Task description: In the entries below, find the line containing "sitting on snow in the photo above.". Copy it and all lines after it, exactly, through the end.

Data listing:
------------------------------------
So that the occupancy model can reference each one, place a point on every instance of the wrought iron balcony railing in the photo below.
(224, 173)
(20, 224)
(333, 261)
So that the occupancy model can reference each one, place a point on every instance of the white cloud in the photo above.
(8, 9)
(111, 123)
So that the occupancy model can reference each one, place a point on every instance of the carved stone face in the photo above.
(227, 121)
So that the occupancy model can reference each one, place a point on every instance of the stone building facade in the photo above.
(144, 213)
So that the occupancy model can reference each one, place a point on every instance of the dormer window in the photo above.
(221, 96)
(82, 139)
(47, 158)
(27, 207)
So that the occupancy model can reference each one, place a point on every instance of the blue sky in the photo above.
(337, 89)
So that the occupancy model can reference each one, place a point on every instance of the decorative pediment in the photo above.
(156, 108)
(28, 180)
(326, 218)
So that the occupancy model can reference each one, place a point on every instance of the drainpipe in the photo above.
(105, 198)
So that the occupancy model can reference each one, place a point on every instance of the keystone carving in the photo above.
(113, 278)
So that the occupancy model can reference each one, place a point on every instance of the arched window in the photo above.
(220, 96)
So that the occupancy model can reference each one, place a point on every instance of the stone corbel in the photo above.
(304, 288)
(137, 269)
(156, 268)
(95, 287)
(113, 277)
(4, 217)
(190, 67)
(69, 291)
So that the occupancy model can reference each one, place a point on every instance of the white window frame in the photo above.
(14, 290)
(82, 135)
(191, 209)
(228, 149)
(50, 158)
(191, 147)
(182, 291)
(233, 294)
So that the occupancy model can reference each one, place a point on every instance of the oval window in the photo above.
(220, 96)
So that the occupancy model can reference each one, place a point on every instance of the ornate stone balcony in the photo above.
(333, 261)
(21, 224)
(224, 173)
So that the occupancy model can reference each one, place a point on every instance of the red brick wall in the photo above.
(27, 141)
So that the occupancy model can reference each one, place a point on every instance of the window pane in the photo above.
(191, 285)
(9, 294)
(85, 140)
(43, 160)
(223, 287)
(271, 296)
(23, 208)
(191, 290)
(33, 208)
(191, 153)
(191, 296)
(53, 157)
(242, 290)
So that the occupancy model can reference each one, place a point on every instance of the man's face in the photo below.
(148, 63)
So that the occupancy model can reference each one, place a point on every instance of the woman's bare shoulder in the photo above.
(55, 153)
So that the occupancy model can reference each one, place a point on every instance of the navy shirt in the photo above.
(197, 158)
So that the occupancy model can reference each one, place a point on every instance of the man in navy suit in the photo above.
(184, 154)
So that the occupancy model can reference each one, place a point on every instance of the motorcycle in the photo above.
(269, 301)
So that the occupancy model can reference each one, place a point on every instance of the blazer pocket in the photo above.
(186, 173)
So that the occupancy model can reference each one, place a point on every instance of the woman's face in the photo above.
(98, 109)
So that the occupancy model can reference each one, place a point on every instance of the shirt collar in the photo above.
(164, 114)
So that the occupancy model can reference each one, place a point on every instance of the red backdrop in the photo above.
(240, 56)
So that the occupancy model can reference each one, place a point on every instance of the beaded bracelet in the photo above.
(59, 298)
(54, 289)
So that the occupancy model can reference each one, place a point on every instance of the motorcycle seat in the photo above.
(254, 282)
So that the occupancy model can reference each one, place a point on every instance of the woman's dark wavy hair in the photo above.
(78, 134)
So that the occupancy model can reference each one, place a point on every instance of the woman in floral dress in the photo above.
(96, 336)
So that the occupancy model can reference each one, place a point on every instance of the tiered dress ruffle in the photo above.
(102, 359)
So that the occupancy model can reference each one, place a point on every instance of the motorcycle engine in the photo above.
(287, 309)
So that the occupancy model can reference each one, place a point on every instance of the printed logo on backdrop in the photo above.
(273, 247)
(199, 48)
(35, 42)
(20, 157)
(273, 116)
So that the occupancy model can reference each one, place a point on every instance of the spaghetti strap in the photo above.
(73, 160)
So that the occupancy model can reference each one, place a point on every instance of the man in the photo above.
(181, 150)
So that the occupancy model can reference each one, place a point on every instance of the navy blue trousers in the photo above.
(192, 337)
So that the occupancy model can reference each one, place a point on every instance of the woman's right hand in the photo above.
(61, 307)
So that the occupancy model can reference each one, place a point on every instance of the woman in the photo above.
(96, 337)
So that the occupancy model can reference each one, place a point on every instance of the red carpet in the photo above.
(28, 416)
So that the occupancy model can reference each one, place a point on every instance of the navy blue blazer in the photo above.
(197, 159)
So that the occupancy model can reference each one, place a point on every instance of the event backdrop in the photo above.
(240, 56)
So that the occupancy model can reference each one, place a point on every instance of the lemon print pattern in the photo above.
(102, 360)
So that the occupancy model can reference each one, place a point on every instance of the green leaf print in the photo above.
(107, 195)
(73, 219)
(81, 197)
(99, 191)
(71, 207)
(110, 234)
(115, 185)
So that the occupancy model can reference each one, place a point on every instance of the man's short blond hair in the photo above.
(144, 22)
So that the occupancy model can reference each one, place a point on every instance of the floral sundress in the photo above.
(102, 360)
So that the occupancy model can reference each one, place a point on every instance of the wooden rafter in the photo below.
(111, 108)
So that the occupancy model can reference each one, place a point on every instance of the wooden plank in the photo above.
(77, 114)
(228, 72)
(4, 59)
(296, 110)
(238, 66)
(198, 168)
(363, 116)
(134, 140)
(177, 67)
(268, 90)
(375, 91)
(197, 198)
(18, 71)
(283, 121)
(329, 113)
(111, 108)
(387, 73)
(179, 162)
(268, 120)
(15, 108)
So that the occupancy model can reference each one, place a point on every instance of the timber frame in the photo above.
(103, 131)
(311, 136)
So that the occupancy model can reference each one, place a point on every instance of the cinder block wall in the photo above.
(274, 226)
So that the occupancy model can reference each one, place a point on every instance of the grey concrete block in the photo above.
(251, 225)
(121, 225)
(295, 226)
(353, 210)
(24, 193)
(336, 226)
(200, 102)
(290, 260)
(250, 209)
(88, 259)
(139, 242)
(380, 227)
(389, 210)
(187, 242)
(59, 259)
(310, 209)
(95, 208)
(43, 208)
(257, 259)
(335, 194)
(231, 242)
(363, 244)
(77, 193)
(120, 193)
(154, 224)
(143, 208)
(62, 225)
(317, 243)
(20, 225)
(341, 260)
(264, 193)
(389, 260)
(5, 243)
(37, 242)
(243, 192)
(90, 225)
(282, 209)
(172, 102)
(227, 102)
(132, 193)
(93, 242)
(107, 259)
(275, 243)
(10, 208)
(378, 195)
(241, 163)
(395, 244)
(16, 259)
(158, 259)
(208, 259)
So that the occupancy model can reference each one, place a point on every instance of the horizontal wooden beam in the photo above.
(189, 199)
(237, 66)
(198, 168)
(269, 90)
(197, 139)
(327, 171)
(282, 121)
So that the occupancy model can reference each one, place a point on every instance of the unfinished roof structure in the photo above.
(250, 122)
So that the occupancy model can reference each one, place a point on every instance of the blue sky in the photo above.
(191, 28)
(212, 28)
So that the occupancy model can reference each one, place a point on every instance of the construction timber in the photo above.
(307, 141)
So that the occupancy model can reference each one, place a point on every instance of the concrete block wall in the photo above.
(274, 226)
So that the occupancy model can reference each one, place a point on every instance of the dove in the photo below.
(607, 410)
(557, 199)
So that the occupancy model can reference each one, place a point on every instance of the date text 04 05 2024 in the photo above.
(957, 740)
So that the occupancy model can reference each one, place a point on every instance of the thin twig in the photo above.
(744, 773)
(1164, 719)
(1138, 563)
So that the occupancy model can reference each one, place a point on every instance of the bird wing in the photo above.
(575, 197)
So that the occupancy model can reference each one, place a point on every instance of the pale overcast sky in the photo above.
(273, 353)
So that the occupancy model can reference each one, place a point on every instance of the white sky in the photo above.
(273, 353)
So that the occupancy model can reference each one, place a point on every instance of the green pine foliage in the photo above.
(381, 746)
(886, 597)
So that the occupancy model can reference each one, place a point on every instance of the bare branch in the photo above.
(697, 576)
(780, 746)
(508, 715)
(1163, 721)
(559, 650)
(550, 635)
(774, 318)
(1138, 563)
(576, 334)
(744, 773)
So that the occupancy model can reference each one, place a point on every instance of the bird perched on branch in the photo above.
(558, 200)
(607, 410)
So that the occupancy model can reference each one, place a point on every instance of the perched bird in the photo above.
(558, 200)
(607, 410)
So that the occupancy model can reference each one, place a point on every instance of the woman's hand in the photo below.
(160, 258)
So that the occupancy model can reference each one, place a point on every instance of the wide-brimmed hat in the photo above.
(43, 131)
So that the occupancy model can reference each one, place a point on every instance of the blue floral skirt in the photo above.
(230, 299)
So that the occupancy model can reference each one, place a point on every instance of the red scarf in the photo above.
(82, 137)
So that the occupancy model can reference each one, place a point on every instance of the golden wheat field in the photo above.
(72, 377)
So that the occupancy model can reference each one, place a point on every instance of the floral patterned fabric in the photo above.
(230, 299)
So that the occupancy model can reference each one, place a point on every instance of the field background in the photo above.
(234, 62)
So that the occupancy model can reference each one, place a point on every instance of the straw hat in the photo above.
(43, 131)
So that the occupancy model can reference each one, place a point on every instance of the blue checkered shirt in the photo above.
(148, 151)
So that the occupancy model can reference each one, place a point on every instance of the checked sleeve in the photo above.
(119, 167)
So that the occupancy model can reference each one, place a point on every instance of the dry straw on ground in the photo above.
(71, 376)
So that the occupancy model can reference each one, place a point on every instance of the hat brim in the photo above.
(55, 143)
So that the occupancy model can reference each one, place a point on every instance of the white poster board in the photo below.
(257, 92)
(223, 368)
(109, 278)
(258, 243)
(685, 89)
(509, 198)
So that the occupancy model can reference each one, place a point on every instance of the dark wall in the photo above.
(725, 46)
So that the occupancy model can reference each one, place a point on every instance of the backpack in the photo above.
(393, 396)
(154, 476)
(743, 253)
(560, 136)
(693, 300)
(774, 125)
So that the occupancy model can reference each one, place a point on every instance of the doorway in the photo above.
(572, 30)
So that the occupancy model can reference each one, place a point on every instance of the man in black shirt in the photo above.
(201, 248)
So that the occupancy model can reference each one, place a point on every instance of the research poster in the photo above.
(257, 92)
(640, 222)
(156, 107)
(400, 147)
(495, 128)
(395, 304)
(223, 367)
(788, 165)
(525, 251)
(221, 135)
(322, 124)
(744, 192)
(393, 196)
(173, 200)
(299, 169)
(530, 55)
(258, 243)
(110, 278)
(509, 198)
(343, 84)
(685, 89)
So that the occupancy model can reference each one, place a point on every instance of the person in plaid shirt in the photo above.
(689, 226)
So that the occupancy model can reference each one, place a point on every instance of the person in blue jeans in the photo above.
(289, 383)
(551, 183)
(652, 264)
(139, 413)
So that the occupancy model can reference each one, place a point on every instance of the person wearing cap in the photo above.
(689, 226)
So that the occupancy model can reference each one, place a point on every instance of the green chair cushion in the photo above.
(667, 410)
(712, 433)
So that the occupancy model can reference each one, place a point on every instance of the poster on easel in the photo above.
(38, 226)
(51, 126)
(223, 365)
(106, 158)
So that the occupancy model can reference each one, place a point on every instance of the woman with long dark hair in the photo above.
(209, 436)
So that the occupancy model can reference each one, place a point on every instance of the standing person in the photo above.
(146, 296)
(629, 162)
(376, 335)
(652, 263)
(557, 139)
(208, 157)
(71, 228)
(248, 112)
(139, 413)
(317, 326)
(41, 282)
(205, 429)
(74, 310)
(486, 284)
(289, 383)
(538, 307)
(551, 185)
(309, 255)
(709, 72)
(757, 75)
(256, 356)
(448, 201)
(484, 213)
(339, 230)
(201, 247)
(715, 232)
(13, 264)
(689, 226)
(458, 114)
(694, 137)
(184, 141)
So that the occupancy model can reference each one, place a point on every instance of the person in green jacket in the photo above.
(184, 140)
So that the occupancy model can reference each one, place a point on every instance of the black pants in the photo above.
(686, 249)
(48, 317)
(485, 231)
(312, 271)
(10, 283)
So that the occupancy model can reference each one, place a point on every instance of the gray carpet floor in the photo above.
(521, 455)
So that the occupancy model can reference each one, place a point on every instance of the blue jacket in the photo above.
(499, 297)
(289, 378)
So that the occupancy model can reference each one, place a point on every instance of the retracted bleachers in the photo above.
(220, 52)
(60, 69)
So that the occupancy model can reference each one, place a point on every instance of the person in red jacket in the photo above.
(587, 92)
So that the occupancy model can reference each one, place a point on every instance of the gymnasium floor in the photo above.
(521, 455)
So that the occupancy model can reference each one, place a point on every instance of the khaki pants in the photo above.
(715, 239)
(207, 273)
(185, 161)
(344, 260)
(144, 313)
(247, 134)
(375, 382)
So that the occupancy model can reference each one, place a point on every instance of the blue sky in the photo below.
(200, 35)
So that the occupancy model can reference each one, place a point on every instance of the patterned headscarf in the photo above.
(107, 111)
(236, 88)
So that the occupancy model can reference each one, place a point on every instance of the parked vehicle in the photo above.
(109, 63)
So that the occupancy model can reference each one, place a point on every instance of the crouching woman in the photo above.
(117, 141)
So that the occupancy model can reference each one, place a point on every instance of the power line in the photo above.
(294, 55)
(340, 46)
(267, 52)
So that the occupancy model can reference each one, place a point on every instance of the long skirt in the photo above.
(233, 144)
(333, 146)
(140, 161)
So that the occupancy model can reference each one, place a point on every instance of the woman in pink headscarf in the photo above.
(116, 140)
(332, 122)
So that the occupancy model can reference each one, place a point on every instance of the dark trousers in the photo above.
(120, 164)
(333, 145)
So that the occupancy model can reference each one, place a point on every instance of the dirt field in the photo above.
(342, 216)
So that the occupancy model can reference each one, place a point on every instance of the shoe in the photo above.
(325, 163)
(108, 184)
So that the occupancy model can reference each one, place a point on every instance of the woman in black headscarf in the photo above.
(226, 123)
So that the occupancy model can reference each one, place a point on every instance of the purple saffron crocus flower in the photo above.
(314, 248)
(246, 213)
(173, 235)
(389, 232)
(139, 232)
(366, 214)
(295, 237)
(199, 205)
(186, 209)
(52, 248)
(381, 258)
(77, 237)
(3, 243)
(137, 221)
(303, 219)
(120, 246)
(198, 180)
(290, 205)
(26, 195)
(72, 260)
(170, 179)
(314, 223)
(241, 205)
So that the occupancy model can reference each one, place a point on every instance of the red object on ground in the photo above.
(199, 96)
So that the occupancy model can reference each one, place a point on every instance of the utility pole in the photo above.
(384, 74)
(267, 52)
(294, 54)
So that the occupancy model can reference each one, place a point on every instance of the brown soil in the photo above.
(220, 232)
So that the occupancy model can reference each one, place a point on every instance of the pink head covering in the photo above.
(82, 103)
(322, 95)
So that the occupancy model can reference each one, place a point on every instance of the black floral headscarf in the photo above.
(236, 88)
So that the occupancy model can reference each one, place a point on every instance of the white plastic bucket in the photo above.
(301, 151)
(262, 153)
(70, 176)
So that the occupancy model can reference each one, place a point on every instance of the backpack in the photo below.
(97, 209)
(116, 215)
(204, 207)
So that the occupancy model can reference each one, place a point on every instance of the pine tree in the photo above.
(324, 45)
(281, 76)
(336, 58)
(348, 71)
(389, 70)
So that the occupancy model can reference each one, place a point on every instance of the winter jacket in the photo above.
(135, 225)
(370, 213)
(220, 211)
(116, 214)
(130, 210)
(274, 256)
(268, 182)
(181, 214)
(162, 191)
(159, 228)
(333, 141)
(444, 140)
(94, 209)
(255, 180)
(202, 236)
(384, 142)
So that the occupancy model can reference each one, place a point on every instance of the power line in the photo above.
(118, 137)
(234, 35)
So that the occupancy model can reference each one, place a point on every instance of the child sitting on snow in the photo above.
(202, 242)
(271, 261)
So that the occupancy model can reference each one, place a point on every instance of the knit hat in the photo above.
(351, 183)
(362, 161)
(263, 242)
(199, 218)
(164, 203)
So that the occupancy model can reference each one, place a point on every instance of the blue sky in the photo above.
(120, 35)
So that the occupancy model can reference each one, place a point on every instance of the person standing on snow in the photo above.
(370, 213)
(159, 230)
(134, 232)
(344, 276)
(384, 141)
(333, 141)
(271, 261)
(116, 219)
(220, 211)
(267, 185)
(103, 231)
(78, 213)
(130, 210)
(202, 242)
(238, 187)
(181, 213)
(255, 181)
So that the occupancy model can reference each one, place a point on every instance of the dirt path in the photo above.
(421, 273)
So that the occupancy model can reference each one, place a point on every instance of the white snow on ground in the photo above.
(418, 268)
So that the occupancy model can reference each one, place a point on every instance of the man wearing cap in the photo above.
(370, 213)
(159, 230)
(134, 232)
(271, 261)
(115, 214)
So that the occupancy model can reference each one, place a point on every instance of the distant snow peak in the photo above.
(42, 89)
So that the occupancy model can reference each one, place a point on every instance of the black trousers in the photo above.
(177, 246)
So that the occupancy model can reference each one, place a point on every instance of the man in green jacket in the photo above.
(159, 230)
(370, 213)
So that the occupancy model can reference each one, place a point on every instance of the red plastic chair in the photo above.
------------------------------------
Correct answer:
So that the occupancy model can reference each one, place a point on every instance of the child sitting on snow in the photo above.
(202, 242)
(271, 261)
So that the occupancy model can reference each one, place a point on every instance of the knit hat in the photo above.
(351, 183)
(362, 161)
(263, 242)
(199, 218)
(164, 203)
So that the occupancy model can reference each one, place a point on every instance of the blue sky in the photo above.
(120, 35)
So that the occupancy model can reference each one, place a point on every instance of the person standing on snow in the photo above.
(370, 213)
(159, 230)
(134, 232)
(344, 276)
(384, 141)
(333, 141)
(271, 261)
(116, 219)
(220, 211)
(267, 185)
(103, 231)
(78, 213)
(130, 210)
(202, 242)
(238, 187)
(181, 213)
(255, 181)
So that the occupancy model can reference each one, place a point on every instance of the dirt path in the photo above.
(421, 273)
So that the occupancy model can reference each one, place a point on every instance of the white snow on ground in the photo above.
(418, 268)
So that the occupancy model can reference each one, place a point on every instance of the man wearing cap in the photo above.
(370, 213)
(159, 230)
(134, 232)
(271, 261)
(115, 214)
So that the occupancy model can reference each one, place a point on every instance of the distant snow peak in the photo above.
(42, 89)
So that the occupancy model can reference each one, place a point on every instance of the black trousers in the photo above.
(177, 246)
So that the occupancy model can reference each one, place a point on every instance of the man in green jacket in the photo above.
(159, 230)
(370, 213)
So that the occupancy model can reference each one, place a point on every instance of the red plastic chair in the photo above.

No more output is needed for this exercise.